◆ REQUIREMENTS ◆
Quote the data below in full, minus the images.

## START

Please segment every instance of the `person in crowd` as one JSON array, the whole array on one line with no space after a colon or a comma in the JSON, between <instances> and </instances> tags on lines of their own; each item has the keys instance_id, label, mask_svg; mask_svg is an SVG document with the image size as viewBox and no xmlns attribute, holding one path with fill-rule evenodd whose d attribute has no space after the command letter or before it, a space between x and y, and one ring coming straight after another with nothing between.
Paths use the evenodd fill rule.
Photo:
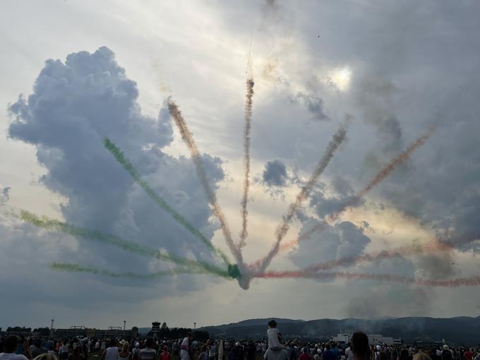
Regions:
<instances>
[{"instance_id":1,"label":"person in crowd","mask_svg":"<svg viewBox=\"0 0 480 360\"><path fill-rule=\"evenodd\" d=\"M240 342L235 343L228 354L228 358L229 360L244 360L244 347L241 346Z\"/></svg>"},{"instance_id":2,"label":"person in crowd","mask_svg":"<svg viewBox=\"0 0 480 360\"><path fill-rule=\"evenodd\" d=\"M332 352L332 346L330 344L327 344L325 347L325 350L322 354L322 360L338 360L333 352Z\"/></svg>"},{"instance_id":3,"label":"person in crowd","mask_svg":"<svg viewBox=\"0 0 480 360\"><path fill-rule=\"evenodd\" d=\"M116 347L116 341L112 338L109 342L109 346L102 353L102 360L119 360L119 348Z\"/></svg>"},{"instance_id":4,"label":"person in crowd","mask_svg":"<svg viewBox=\"0 0 480 360\"><path fill-rule=\"evenodd\" d=\"M208 354L207 354L207 347L203 346L200 349L198 354L198 360L208 360Z\"/></svg>"},{"instance_id":5,"label":"person in crowd","mask_svg":"<svg viewBox=\"0 0 480 360\"><path fill-rule=\"evenodd\" d=\"M218 343L218 360L223 360L223 340Z\"/></svg>"},{"instance_id":6,"label":"person in crowd","mask_svg":"<svg viewBox=\"0 0 480 360\"><path fill-rule=\"evenodd\" d=\"M135 347L132 349L132 359L133 360L140 360L140 342L136 342L135 343Z\"/></svg>"},{"instance_id":7,"label":"person in crowd","mask_svg":"<svg viewBox=\"0 0 480 360\"><path fill-rule=\"evenodd\" d=\"M180 354L180 345L178 341L174 341L172 344L172 351L173 352L174 356L177 358Z\"/></svg>"},{"instance_id":8,"label":"person in crowd","mask_svg":"<svg viewBox=\"0 0 480 360\"><path fill-rule=\"evenodd\" d=\"M33 344L30 347L29 350L32 358L47 352L47 349L42 347L42 340L40 339L35 339L33 341Z\"/></svg>"},{"instance_id":9,"label":"person in crowd","mask_svg":"<svg viewBox=\"0 0 480 360\"><path fill-rule=\"evenodd\" d=\"M215 342L211 342L208 347L208 360L215 360L215 354L217 352L217 347ZM250 359L249 359L250 360ZM253 359L251 360L253 360Z\"/></svg>"},{"instance_id":10,"label":"person in crowd","mask_svg":"<svg viewBox=\"0 0 480 360\"><path fill-rule=\"evenodd\" d=\"M370 356L368 337L361 331L352 335L351 348L354 360L368 360Z\"/></svg>"},{"instance_id":11,"label":"person in crowd","mask_svg":"<svg viewBox=\"0 0 480 360\"><path fill-rule=\"evenodd\" d=\"M118 359L118 358L117 358ZM71 354L68 354L68 360L85 360L85 356L82 352L82 347L80 346L76 346L73 348L73 351Z\"/></svg>"},{"instance_id":12,"label":"person in crowd","mask_svg":"<svg viewBox=\"0 0 480 360\"><path fill-rule=\"evenodd\" d=\"M170 360L170 353L167 345L163 346L163 351L160 354L160 360Z\"/></svg>"},{"instance_id":13,"label":"person in crowd","mask_svg":"<svg viewBox=\"0 0 480 360\"><path fill-rule=\"evenodd\" d=\"M264 360L289 360L287 350L282 346L280 349L276 348L276 349L272 349L269 346L265 352L263 359Z\"/></svg>"},{"instance_id":14,"label":"person in crowd","mask_svg":"<svg viewBox=\"0 0 480 360\"><path fill-rule=\"evenodd\" d=\"M121 352L119 353L119 360L131 360L132 354L130 352L130 344L124 342L121 346Z\"/></svg>"},{"instance_id":15,"label":"person in crowd","mask_svg":"<svg viewBox=\"0 0 480 360\"><path fill-rule=\"evenodd\" d=\"M59 359L60 360L67 360L68 359L68 340L64 339L61 345L59 348Z\"/></svg>"},{"instance_id":16,"label":"person in crowd","mask_svg":"<svg viewBox=\"0 0 480 360\"><path fill-rule=\"evenodd\" d=\"M280 343L282 340L281 335L277 328L277 322L275 320L270 320L268 322L267 337L268 337L268 349L271 349L272 350L280 350L280 349L283 349L283 347Z\"/></svg>"},{"instance_id":17,"label":"person in crowd","mask_svg":"<svg viewBox=\"0 0 480 360\"><path fill-rule=\"evenodd\" d=\"M23 344L23 354L15 354L20 342L18 340L17 335L9 335L5 339L4 352L0 353L0 360L28 360L32 359L26 342Z\"/></svg>"},{"instance_id":18,"label":"person in crowd","mask_svg":"<svg viewBox=\"0 0 480 360\"><path fill-rule=\"evenodd\" d=\"M181 342L181 345L180 345L180 359L181 360L190 360L191 341L192 333L188 332Z\"/></svg>"},{"instance_id":19,"label":"person in crowd","mask_svg":"<svg viewBox=\"0 0 480 360\"><path fill-rule=\"evenodd\" d=\"M340 358L340 352L338 349L338 347L337 347L337 343L334 342L332 344L332 353L333 354L333 356L335 356L336 360L338 360Z\"/></svg>"},{"instance_id":20,"label":"person in crowd","mask_svg":"<svg viewBox=\"0 0 480 360\"><path fill-rule=\"evenodd\" d=\"M140 360L157 360L157 352L153 349L153 339L147 339L145 348L140 351Z\"/></svg>"},{"instance_id":21,"label":"person in crowd","mask_svg":"<svg viewBox=\"0 0 480 360\"><path fill-rule=\"evenodd\" d=\"M442 350L442 360L453 360L452 352L446 344L443 345L443 350Z\"/></svg>"},{"instance_id":22,"label":"person in crowd","mask_svg":"<svg viewBox=\"0 0 480 360\"><path fill-rule=\"evenodd\" d=\"M413 360L432 360L431 358L423 352L417 352L414 355Z\"/></svg>"},{"instance_id":23,"label":"person in crowd","mask_svg":"<svg viewBox=\"0 0 480 360\"><path fill-rule=\"evenodd\" d=\"M354 360L354 353L352 351L352 343L349 342L347 349L345 349L345 357L347 360ZM397 360L396 359L394 360Z\"/></svg>"},{"instance_id":24,"label":"person in crowd","mask_svg":"<svg viewBox=\"0 0 480 360\"><path fill-rule=\"evenodd\" d=\"M308 348L304 347L301 349L301 354L299 355L299 360L311 360L311 356L308 354Z\"/></svg>"}]
</instances>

## END

◆ OUTPUT OF THE TASK ◆
Please segment every instance of the `person in crowd` as one JSON array, the whole array on one line with no space after a colon or a comma in the JSON, between <instances> and </instances> tags on lines of their own; each item has the keys instance_id, label, mask_svg; mask_svg is an SVG document with the image size as viewBox and no xmlns attribute, holding one path with fill-rule evenodd whose d attribute has no space after the command letter or before it, a space between x and y, and one ring coming straight after another with nothing between.
Paths use the evenodd fill rule.
Photo:
Regions:
<instances>
[{"instance_id":1,"label":"person in crowd","mask_svg":"<svg viewBox=\"0 0 480 360\"><path fill-rule=\"evenodd\" d=\"M240 342L235 343L228 354L228 358L229 360L244 360L244 347L241 346Z\"/></svg>"},{"instance_id":2,"label":"person in crowd","mask_svg":"<svg viewBox=\"0 0 480 360\"><path fill-rule=\"evenodd\" d=\"M332 352L332 346L330 344L327 344L325 347L325 350L322 354L322 360L338 360L333 352Z\"/></svg>"},{"instance_id":3,"label":"person in crowd","mask_svg":"<svg viewBox=\"0 0 480 360\"><path fill-rule=\"evenodd\" d=\"M116 347L116 341L112 338L109 342L109 346L102 353L102 360L119 360L119 348Z\"/></svg>"},{"instance_id":4,"label":"person in crowd","mask_svg":"<svg viewBox=\"0 0 480 360\"><path fill-rule=\"evenodd\" d=\"M208 354L207 354L207 347L203 346L200 349L198 354L198 360L208 360Z\"/></svg>"},{"instance_id":5,"label":"person in crowd","mask_svg":"<svg viewBox=\"0 0 480 360\"><path fill-rule=\"evenodd\" d=\"M218 343L218 360L223 360L223 340Z\"/></svg>"},{"instance_id":6,"label":"person in crowd","mask_svg":"<svg viewBox=\"0 0 480 360\"><path fill-rule=\"evenodd\" d=\"M135 347L132 349L132 359L133 360L140 360L140 342L136 342L135 343Z\"/></svg>"},{"instance_id":7,"label":"person in crowd","mask_svg":"<svg viewBox=\"0 0 480 360\"><path fill-rule=\"evenodd\" d=\"M180 354L180 345L178 341L174 341L172 344L172 351L173 352L174 356L177 358Z\"/></svg>"},{"instance_id":8,"label":"person in crowd","mask_svg":"<svg viewBox=\"0 0 480 360\"><path fill-rule=\"evenodd\" d=\"M33 344L30 347L29 350L32 358L47 352L47 349L42 347L42 340L40 339L35 339L33 341Z\"/></svg>"},{"instance_id":9,"label":"person in crowd","mask_svg":"<svg viewBox=\"0 0 480 360\"><path fill-rule=\"evenodd\" d=\"M215 342L211 342L208 347L208 360L215 360L215 354L217 352L217 347ZM250 359L249 359L250 360ZM253 359L251 360L253 360Z\"/></svg>"},{"instance_id":10,"label":"person in crowd","mask_svg":"<svg viewBox=\"0 0 480 360\"><path fill-rule=\"evenodd\" d=\"M370 356L368 337L361 331L352 335L351 348L354 360L368 360Z\"/></svg>"},{"instance_id":11,"label":"person in crowd","mask_svg":"<svg viewBox=\"0 0 480 360\"><path fill-rule=\"evenodd\" d=\"M118 359L118 358L117 358ZM71 354L68 354L68 360L85 360L85 356L82 352L82 347L80 346L76 346L73 348L73 351Z\"/></svg>"},{"instance_id":12,"label":"person in crowd","mask_svg":"<svg viewBox=\"0 0 480 360\"><path fill-rule=\"evenodd\" d=\"M170 360L170 353L167 345L163 346L163 351L160 354L160 360Z\"/></svg>"},{"instance_id":13,"label":"person in crowd","mask_svg":"<svg viewBox=\"0 0 480 360\"><path fill-rule=\"evenodd\" d=\"M264 360L289 360L287 350L282 346L280 349L276 348L276 349L272 349L269 346L265 352L263 359Z\"/></svg>"},{"instance_id":14,"label":"person in crowd","mask_svg":"<svg viewBox=\"0 0 480 360\"><path fill-rule=\"evenodd\" d=\"M121 352L119 353L119 360L131 360L132 354L130 352L130 344L124 342L121 346Z\"/></svg>"},{"instance_id":15,"label":"person in crowd","mask_svg":"<svg viewBox=\"0 0 480 360\"><path fill-rule=\"evenodd\" d=\"M59 359L60 360L67 360L68 359L68 340L64 339L61 345L59 348Z\"/></svg>"},{"instance_id":16,"label":"person in crowd","mask_svg":"<svg viewBox=\"0 0 480 360\"><path fill-rule=\"evenodd\" d=\"M280 343L282 340L281 335L277 328L277 322L275 320L270 320L268 322L267 337L268 337L268 349L271 349L272 350L280 350L280 349L283 349L283 347Z\"/></svg>"},{"instance_id":17,"label":"person in crowd","mask_svg":"<svg viewBox=\"0 0 480 360\"><path fill-rule=\"evenodd\" d=\"M23 344L23 354L15 354L20 342L18 340L17 335L9 335L5 339L4 352L0 353L0 360L28 360L32 359L26 342Z\"/></svg>"},{"instance_id":18,"label":"person in crowd","mask_svg":"<svg viewBox=\"0 0 480 360\"><path fill-rule=\"evenodd\" d=\"M181 342L181 345L180 345L180 359L181 360L190 360L191 341L192 333L188 332Z\"/></svg>"},{"instance_id":19,"label":"person in crowd","mask_svg":"<svg viewBox=\"0 0 480 360\"><path fill-rule=\"evenodd\" d=\"M340 358L340 352L338 349L338 347L337 347L337 343L334 342L332 344L332 353L333 354L333 356L335 356L336 360L338 360Z\"/></svg>"},{"instance_id":20,"label":"person in crowd","mask_svg":"<svg viewBox=\"0 0 480 360\"><path fill-rule=\"evenodd\" d=\"M140 360L157 360L157 352L153 349L153 339L147 339L145 348L140 351Z\"/></svg>"},{"instance_id":21,"label":"person in crowd","mask_svg":"<svg viewBox=\"0 0 480 360\"><path fill-rule=\"evenodd\" d=\"M442 350L442 360L453 360L452 352L446 344L443 345L443 350Z\"/></svg>"},{"instance_id":22,"label":"person in crowd","mask_svg":"<svg viewBox=\"0 0 480 360\"><path fill-rule=\"evenodd\" d=\"M413 360L432 360L431 358L423 352L417 352L414 355Z\"/></svg>"},{"instance_id":23,"label":"person in crowd","mask_svg":"<svg viewBox=\"0 0 480 360\"><path fill-rule=\"evenodd\" d=\"M354 360L354 353L352 351L352 343L349 342L347 349L345 349L345 357L347 360ZM397 360L396 359L394 360Z\"/></svg>"},{"instance_id":24,"label":"person in crowd","mask_svg":"<svg viewBox=\"0 0 480 360\"><path fill-rule=\"evenodd\" d=\"M308 348L304 347L301 349L301 354L299 355L299 360L311 360L311 356L308 354Z\"/></svg>"}]
</instances>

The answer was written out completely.